**GIVEN INSTRUCTION**.
Pick out every line in the entries below that contains the word "framed", and copy each of those lines.

──────

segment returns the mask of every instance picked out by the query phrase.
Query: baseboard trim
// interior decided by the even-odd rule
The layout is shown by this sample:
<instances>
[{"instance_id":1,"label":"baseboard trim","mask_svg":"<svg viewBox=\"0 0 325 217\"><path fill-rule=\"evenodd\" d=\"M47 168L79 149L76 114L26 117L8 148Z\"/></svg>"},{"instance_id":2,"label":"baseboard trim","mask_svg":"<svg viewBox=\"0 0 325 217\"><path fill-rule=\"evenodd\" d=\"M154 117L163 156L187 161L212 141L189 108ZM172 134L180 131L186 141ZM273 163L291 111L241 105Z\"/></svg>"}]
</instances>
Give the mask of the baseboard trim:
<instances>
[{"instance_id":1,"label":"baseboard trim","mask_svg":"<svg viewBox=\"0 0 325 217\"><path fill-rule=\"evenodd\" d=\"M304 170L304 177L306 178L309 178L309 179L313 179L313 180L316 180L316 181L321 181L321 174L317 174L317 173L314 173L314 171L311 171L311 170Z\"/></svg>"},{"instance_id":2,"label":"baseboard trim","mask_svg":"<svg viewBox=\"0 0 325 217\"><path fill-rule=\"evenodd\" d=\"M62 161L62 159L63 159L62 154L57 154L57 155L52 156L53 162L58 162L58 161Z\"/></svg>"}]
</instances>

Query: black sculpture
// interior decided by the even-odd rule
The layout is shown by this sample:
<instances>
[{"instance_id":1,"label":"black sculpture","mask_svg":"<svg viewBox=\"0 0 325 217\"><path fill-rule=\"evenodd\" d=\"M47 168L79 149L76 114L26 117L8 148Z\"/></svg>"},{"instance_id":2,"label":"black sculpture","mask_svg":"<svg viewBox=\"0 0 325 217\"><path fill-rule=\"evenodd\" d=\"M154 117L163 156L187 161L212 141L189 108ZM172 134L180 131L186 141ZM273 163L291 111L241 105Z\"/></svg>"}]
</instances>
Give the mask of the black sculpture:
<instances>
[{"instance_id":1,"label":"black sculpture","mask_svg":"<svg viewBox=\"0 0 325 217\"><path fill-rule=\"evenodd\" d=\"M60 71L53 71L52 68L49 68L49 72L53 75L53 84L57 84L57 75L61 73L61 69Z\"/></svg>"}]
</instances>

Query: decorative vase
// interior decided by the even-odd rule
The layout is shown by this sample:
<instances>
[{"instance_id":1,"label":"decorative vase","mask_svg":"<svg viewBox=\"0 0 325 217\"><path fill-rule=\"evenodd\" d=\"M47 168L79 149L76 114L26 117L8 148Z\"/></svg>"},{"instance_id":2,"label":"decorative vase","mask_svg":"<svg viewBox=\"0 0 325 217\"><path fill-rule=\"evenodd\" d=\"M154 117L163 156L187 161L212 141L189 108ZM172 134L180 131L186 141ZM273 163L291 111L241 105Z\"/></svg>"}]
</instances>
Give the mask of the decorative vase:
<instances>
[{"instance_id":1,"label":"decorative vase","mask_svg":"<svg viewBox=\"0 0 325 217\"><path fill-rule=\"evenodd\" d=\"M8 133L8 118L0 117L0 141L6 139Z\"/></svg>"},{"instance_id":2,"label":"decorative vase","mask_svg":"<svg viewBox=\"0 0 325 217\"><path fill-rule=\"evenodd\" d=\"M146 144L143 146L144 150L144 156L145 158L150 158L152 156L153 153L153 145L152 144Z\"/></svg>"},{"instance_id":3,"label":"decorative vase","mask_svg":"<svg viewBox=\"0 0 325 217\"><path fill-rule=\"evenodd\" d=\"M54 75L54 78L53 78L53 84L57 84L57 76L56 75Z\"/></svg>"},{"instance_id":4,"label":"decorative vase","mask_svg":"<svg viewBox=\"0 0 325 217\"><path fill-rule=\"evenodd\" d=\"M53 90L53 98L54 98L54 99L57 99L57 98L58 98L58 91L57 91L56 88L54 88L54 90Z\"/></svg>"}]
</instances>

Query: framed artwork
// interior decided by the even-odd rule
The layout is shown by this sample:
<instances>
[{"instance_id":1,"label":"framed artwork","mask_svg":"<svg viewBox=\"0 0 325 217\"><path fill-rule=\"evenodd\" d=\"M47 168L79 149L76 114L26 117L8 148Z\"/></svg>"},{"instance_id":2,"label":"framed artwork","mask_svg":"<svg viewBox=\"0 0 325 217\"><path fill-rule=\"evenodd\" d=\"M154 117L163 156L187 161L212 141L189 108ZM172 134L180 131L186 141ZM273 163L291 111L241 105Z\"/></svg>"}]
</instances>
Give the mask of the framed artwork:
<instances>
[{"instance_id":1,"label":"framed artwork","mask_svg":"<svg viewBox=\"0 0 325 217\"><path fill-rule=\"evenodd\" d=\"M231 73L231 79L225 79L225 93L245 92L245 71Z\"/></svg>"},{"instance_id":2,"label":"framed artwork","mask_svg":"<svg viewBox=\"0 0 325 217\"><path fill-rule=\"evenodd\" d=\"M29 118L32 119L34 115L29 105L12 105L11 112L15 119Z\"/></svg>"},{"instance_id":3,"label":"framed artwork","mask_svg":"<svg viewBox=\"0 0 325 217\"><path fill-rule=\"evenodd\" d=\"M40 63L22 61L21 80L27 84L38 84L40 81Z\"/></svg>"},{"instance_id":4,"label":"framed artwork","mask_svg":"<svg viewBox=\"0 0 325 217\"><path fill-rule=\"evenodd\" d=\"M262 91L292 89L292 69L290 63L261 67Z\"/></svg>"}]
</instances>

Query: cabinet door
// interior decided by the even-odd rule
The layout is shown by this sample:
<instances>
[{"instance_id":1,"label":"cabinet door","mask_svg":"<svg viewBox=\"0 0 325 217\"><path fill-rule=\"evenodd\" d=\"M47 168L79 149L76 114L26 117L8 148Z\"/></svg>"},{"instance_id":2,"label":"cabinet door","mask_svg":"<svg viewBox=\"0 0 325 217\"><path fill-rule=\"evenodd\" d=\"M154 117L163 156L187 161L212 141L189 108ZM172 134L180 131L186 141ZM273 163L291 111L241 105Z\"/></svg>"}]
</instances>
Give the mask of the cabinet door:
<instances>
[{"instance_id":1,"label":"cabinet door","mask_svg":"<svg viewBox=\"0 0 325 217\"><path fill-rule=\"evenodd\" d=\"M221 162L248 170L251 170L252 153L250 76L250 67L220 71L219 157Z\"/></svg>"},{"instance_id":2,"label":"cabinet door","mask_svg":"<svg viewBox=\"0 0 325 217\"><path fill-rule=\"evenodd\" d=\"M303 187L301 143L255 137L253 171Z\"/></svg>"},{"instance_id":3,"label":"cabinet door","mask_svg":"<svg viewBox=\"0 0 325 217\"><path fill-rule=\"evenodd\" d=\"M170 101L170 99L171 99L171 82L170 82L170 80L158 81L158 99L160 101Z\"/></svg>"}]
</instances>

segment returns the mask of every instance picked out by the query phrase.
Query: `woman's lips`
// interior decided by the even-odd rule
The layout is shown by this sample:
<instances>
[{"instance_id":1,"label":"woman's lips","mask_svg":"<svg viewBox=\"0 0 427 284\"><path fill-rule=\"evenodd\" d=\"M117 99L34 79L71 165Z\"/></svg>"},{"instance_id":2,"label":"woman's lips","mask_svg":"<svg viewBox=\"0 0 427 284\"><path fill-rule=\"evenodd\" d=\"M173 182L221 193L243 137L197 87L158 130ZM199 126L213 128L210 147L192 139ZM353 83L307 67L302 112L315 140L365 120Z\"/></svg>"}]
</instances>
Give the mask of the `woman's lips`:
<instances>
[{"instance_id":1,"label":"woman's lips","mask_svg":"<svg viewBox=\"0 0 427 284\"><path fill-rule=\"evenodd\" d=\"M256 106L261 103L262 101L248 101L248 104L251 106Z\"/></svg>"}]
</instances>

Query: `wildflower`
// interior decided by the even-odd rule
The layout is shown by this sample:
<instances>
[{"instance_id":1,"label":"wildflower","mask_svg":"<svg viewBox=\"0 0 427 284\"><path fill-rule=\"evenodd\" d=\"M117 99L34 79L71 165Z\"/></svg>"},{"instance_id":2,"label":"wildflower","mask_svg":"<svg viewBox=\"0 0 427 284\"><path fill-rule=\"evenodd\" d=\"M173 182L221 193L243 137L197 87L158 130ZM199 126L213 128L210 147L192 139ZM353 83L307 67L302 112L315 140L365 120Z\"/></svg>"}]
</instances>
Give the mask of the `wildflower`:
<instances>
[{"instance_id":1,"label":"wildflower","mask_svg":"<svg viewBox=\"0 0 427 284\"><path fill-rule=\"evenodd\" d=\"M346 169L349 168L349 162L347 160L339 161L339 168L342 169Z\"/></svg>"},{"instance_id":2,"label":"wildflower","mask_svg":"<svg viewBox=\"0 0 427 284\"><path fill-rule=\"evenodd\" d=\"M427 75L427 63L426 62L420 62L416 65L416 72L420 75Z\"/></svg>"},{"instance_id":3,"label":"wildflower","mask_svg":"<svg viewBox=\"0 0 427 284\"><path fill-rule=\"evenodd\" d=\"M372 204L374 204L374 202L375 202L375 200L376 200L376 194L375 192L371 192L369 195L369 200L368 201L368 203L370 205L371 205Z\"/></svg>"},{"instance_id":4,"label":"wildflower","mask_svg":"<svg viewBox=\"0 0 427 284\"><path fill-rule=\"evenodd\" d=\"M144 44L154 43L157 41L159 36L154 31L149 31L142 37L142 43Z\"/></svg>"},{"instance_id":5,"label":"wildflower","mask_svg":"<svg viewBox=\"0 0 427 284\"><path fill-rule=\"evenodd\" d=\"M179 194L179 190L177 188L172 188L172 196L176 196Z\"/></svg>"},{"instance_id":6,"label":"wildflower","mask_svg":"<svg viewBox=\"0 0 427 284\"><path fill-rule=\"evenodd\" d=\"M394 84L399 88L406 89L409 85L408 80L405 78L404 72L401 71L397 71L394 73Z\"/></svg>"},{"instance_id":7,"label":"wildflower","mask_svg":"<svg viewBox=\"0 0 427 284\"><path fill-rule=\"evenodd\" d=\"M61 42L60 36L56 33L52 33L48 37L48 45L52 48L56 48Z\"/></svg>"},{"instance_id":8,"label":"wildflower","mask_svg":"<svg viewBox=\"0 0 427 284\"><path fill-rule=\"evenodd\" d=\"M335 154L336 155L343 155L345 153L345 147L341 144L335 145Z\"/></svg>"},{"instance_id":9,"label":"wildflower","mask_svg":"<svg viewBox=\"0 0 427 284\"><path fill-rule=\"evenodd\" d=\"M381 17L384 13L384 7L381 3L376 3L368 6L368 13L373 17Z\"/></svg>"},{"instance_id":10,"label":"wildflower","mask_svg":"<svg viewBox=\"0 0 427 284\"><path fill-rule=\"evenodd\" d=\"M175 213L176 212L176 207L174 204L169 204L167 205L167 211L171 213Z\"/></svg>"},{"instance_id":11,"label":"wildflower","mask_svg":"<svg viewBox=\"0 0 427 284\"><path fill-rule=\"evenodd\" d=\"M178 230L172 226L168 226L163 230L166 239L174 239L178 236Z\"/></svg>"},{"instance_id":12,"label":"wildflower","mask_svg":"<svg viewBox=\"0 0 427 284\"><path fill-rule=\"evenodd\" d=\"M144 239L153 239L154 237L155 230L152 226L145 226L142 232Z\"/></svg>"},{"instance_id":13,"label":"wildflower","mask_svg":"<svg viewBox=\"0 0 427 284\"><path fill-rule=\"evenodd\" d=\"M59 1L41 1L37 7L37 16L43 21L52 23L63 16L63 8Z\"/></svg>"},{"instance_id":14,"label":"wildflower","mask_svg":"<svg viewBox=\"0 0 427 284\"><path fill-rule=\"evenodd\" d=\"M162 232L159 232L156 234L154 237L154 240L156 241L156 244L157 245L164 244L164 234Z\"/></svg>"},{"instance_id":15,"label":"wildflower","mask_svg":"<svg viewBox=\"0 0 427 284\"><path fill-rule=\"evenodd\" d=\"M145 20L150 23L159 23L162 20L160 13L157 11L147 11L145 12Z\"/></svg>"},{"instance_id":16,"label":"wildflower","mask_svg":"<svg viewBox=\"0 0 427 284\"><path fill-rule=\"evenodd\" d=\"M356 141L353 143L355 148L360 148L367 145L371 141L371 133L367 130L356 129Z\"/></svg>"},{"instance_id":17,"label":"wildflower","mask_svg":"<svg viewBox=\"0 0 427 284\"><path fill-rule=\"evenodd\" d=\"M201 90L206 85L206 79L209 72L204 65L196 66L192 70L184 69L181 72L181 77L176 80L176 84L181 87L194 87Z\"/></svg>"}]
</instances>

──────

**THE OUTPUT**.
Query: framed artwork
[{"instance_id":1,"label":"framed artwork","mask_svg":"<svg viewBox=\"0 0 325 217\"><path fill-rule=\"evenodd\" d=\"M47 168L79 149L76 114L26 117L8 148Z\"/></svg>"},{"instance_id":2,"label":"framed artwork","mask_svg":"<svg viewBox=\"0 0 325 217\"><path fill-rule=\"evenodd\" d=\"M154 117L163 156L187 161L212 141L189 108ZM172 134L180 131L186 141ZM273 163L291 111L241 105Z\"/></svg>"}]
Give the mask of the framed artwork:
[{"instance_id":1,"label":"framed artwork","mask_svg":"<svg viewBox=\"0 0 325 217\"><path fill-rule=\"evenodd\" d=\"M231 73L231 79L225 79L225 93L245 92L245 71Z\"/></svg>"},{"instance_id":2,"label":"framed artwork","mask_svg":"<svg viewBox=\"0 0 325 217\"><path fill-rule=\"evenodd\" d=\"M29 118L32 119L34 115L29 105L12 105L11 112L15 119Z\"/></svg>"},{"instance_id":3,"label":"framed artwork","mask_svg":"<svg viewBox=\"0 0 325 217\"><path fill-rule=\"evenodd\" d=\"M40 63L22 61L21 80L27 84L38 84L40 81Z\"/></svg>"},{"instance_id":4,"label":"framed artwork","mask_svg":"<svg viewBox=\"0 0 325 217\"><path fill-rule=\"evenodd\" d=\"M262 91L292 89L292 69L290 63L261 67Z\"/></svg>"}]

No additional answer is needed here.